Copy out the records below, starting at the line that contains "If you wouldn't mind, I'd love your help finding the cobblestone" and ending after the line that contains "xmin=0 ymin=406 xmax=328 ymax=463". Reproduce only those lines, unchanged.

'''

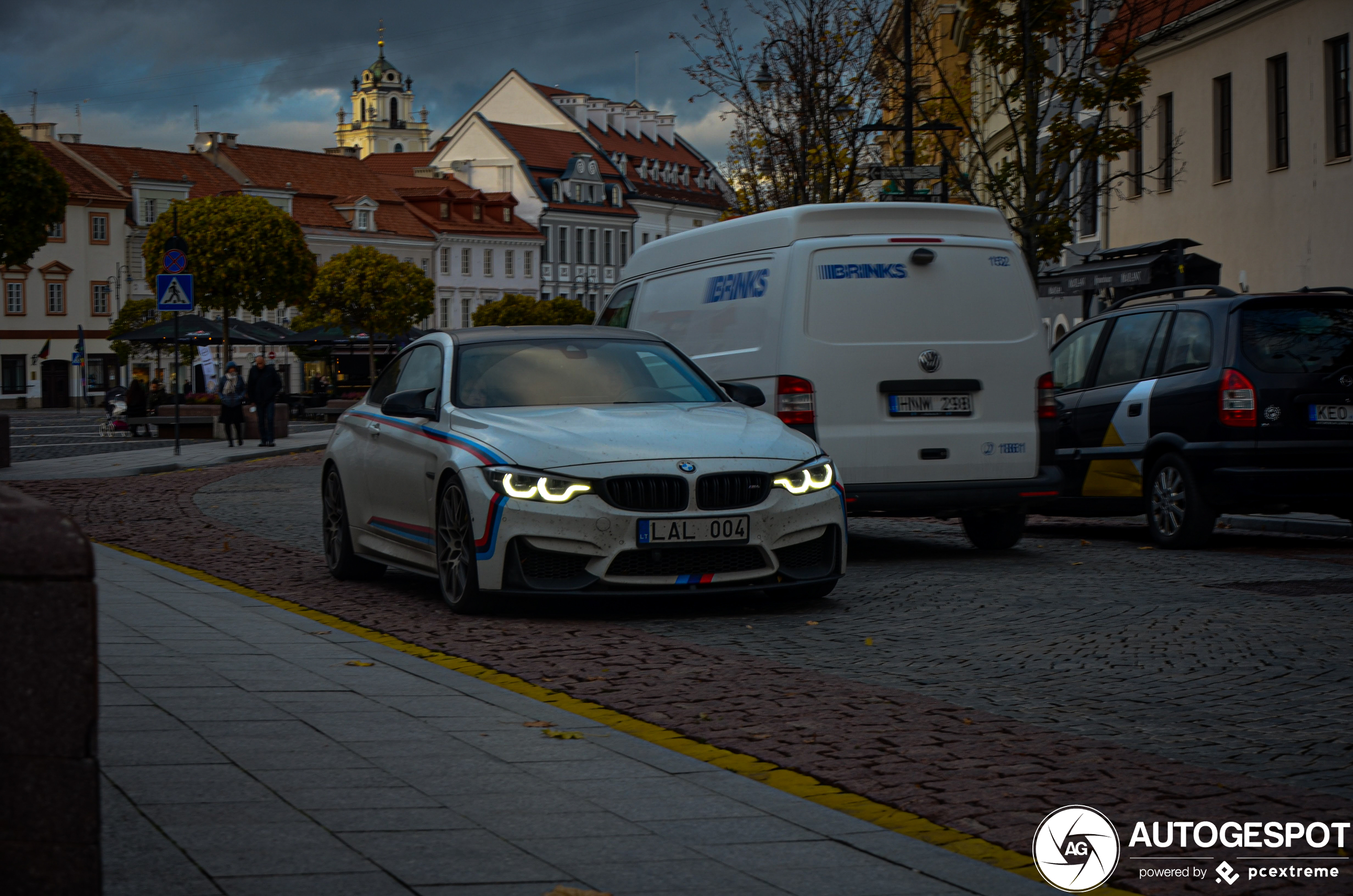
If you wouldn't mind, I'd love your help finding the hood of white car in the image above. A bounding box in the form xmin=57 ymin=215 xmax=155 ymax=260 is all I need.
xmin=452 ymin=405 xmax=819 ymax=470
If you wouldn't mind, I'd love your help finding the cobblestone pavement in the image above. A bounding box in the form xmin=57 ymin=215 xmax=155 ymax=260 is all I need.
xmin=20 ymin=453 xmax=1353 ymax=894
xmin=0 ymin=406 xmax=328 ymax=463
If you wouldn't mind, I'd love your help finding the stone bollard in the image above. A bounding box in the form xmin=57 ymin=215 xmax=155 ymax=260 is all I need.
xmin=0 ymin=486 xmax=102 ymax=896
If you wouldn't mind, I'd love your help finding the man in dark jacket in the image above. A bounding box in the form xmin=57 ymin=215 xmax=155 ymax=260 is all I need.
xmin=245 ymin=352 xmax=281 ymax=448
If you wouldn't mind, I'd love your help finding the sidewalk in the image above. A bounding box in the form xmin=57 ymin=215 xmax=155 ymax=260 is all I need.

'''

*Expected answer*
If you wouldn't mind, I'd love your help finding the cobblestone pavement in the image above. A bounding box in the form xmin=57 ymin=215 xmax=155 ymax=260 is all I need.
xmin=20 ymin=453 xmax=1353 ymax=894
xmin=0 ymin=406 xmax=328 ymax=463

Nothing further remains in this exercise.